THE EXERCISE:
Reproduce all of the material below word for word, omitting the pictures from your copy.

EXTRACTED ENTRIES:
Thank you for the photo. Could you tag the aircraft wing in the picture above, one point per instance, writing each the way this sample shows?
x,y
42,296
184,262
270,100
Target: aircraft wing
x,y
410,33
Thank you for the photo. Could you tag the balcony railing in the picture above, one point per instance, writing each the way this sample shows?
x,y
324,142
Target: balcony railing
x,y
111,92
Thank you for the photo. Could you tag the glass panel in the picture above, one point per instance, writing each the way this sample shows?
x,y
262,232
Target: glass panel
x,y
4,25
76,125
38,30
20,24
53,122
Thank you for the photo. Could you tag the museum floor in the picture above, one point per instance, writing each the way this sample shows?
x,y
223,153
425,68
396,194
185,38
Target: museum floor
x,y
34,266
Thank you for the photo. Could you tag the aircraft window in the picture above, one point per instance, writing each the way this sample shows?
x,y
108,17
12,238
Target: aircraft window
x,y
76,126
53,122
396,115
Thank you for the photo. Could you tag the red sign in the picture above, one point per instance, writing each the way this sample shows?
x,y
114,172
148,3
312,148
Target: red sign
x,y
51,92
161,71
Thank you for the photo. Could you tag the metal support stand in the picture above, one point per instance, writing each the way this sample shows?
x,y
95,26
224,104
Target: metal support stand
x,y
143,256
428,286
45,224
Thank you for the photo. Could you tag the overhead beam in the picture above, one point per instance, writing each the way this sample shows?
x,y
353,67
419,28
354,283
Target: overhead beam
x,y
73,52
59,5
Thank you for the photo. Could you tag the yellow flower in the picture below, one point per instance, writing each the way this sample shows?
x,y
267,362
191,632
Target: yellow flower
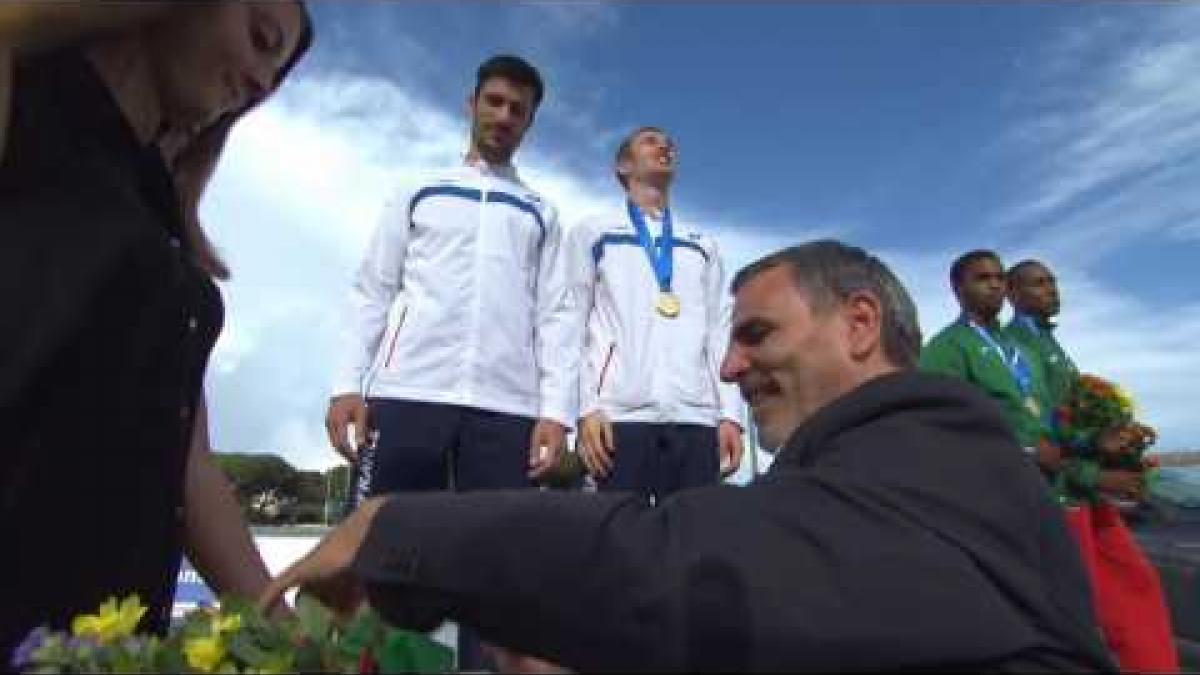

THE COMPLETED TASK:
Thank you for the photo. Could you tag the aircraft wing in the picture above, one point per instance, writing each the way this sample shows?
x,y
42,296
184,262
270,100
Target: aircraft wing
x,y
410,33
Thank you for the photo. Could you tag the balcony railing in the picture above, one point per instance, writing each the way this sample shows?
x,y
324,142
Target: balcony railing
x,y
111,92
Thank you for the photo. Could you tag the glass panel in the picture above, one point per instance, writing each the way this sample shows?
x,y
262,232
Target: glass panel
x,y
4,25
76,125
38,30
20,24
53,122
Thank you for the photo. Could you tag the museum floor in the picture above, one point per instance, writing each the way this sample shows?
x,y
223,153
425,68
396,194
185,38
Target: museum floor
x,y
34,266
Thank you for the photo. Could you tag the aircraft window in the picture above, one point per instance, writing each the way this sample shows?
x,y
108,17
12,238
Target: aircraft window
x,y
76,126
53,122
396,115
Thank you for the photo. Could you tag the red sign in the picture above, one point per instance, writing each the way this sample shows?
x,y
114,172
148,3
312,148
Target: red sign
x,y
51,92
161,71
Thank you for the photo. Could you tag the metal support stand in the picture above, one point per instance, writing each the way this sample shows?
x,y
95,26
224,104
Target: metal support stand
x,y
143,256
428,286
45,224
Thank you for the photo. Could you tag the overhead beam in the picture above, one point per instance, writing each the way this sample shows?
x,y
353,67
419,28
354,283
Target: overhead beam
x,y
73,52
59,5
Thank you for the photo. Could you tag the yellow flower in the picture below, one point per instance, writing each the way this sample shows?
x,y
267,362
191,632
Target: yellow flower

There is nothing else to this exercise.